[EXERCISE AIM]: Can you copy the lines from the one that contains "point: long straight" through the end of the material below, exactly and with nothing else?
* * *
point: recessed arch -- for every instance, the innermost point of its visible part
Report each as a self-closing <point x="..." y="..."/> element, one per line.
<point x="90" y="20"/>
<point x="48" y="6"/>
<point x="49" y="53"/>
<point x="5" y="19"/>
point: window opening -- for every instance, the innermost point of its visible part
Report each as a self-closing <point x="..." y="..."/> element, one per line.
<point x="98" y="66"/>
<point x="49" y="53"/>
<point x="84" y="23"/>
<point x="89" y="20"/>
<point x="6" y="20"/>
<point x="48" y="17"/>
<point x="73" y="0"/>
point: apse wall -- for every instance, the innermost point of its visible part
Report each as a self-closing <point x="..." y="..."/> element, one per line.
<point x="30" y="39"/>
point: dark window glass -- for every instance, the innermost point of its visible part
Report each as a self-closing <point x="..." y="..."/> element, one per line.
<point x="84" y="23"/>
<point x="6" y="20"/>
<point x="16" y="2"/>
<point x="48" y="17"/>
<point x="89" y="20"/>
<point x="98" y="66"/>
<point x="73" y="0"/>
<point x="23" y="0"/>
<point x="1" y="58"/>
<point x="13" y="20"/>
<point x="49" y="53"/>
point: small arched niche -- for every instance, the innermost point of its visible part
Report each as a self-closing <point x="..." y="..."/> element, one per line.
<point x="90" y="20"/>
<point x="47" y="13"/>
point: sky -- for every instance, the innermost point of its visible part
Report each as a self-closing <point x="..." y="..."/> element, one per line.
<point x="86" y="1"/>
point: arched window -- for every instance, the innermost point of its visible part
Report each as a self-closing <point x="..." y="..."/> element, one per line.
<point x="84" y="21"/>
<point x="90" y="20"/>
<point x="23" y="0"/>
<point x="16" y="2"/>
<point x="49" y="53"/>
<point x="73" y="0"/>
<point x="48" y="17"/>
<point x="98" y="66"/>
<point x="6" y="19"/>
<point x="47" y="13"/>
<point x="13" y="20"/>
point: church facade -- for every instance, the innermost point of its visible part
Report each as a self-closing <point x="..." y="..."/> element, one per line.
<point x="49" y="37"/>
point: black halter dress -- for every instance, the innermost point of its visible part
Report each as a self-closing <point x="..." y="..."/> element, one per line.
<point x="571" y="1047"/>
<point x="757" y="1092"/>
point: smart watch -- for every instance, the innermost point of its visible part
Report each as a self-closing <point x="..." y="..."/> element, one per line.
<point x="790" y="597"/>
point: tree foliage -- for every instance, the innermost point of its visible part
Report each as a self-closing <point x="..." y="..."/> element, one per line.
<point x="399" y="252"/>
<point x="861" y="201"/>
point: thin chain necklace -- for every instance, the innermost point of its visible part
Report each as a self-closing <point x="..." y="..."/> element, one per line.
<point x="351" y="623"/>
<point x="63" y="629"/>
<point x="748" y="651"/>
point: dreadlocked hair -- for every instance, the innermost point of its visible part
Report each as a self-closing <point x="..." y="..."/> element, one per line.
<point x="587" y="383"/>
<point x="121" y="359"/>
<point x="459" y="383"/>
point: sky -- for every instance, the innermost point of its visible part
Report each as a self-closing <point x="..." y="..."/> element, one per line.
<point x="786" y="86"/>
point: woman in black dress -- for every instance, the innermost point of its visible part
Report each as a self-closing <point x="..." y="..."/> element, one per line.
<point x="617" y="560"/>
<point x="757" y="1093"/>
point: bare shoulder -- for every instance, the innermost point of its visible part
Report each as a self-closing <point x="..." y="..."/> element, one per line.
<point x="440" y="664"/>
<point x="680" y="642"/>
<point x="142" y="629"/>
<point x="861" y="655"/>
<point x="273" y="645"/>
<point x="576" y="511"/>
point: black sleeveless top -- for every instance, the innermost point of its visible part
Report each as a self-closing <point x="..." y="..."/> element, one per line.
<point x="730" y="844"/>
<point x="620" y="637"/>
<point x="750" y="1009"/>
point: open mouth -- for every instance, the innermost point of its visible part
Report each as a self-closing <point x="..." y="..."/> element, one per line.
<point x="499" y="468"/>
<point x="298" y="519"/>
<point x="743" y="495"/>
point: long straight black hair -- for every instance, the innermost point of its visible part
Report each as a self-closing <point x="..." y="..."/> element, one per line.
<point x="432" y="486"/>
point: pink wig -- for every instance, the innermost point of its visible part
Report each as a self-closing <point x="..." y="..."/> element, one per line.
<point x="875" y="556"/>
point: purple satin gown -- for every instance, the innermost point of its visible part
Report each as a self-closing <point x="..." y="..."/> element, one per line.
* * *
[THE COMPLETED TASK]:
point: long straight black hair -- for every instance, the innermost point of its visible part
Report each as a self-closing <point x="..." y="..."/> element, one per line.
<point x="432" y="486"/>
point: pink wig -- for every instance, the innermost point of its visible part
Report each as a self-closing <point x="..." y="..."/> element, one per line.
<point x="875" y="556"/>
point: purple satin gown -- for every instance, the innermost point of its visible part
Report each as a self-closing <point x="..." y="..."/> element, one per line.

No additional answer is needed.